• [SET TASK 1]
From the page extract below, list every sentence that opens with an imperative verb, giving each one in full.
• [SET TASK 2]
Reproduce the passage of the page extract below, starting at "Selling has an" and ending at "who you were?".

Your effort will force you into a new place – it may be uncomfortable because you can’t hide anymore.

You can accomplish more when you create a team that together creates a shared impact.

You can become better at asking for help.

Selling has an inherent resistance, so detach yourself from the outcome.

Additionally, for the Fast Track Your Business Today Uncut conversation:

Have the end in mind when you make an ask – how can the person help you (and you help them)?

We are all works in progress; can you be proud of who you were?

Celebrate opportunities that are created because of your uniqueness.

Recognize the gifts that emerge from your hardships and exercise your personal values.

Inspiration from lighthouse and foghorn stories, sharable experiences shaped by work Rene Rodriguez facilitates.

Forming your stories is part of your inner work.

The ways to keep momentum day to day to achieve your goal.s

It is BOLD to dedicate time to rituals and routines to attain more success.

• [RECORD EXCERPTS]
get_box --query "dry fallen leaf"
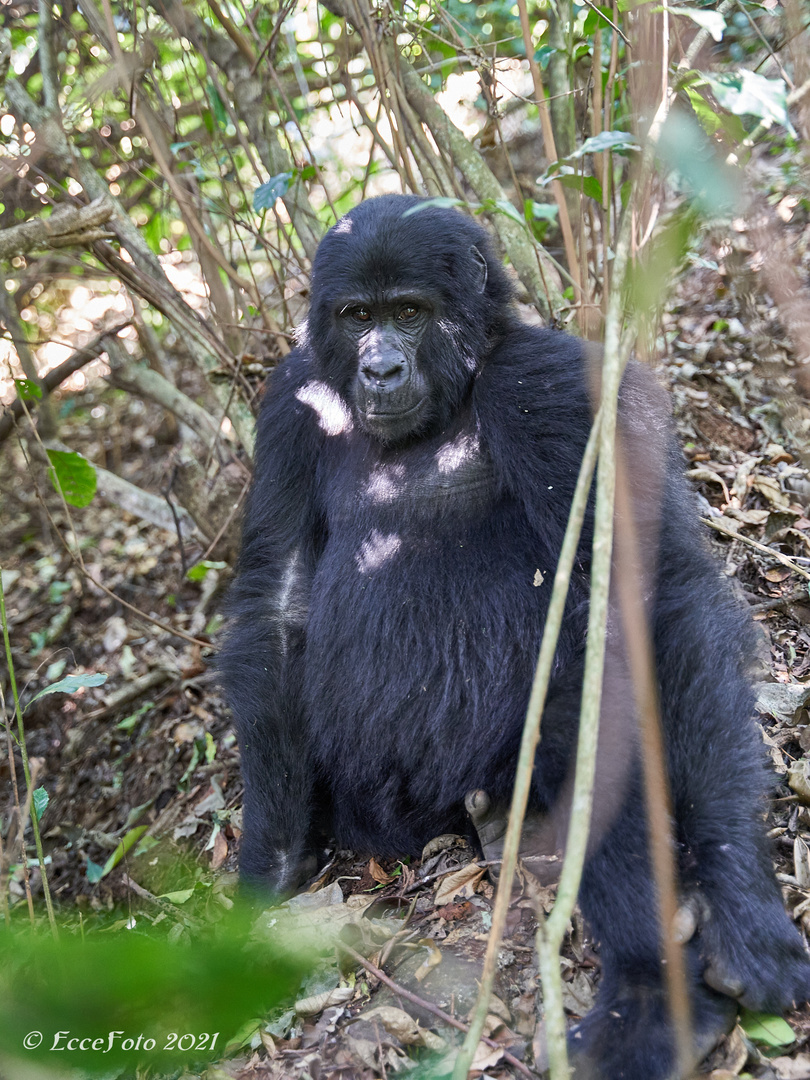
[294,986,354,1016]
[787,757,810,806]
[368,856,393,885]
[433,863,486,907]
[362,1005,446,1050]
[414,937,442,983]
[751,475,791,510]
[768,1054,810,1080]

• [REPLY 1]
- Have the end in mind when you make an ask – how can the person help you (and you help them)?
- Celebrate opportunities that are created because of your uniqueness.
- Recognize the gifts that emerge from your hardships and exercise your personal values.

• [REPLY 2]
Selling has an inherent resistance, so detach yourself from the outcome.

Additionally, for the Fast Track Your Business Today Uncut conversation:

Have the end in mind when you make an ask – how can the person help you (and you help them)?

We are all works in progress; can you be proud of who you were?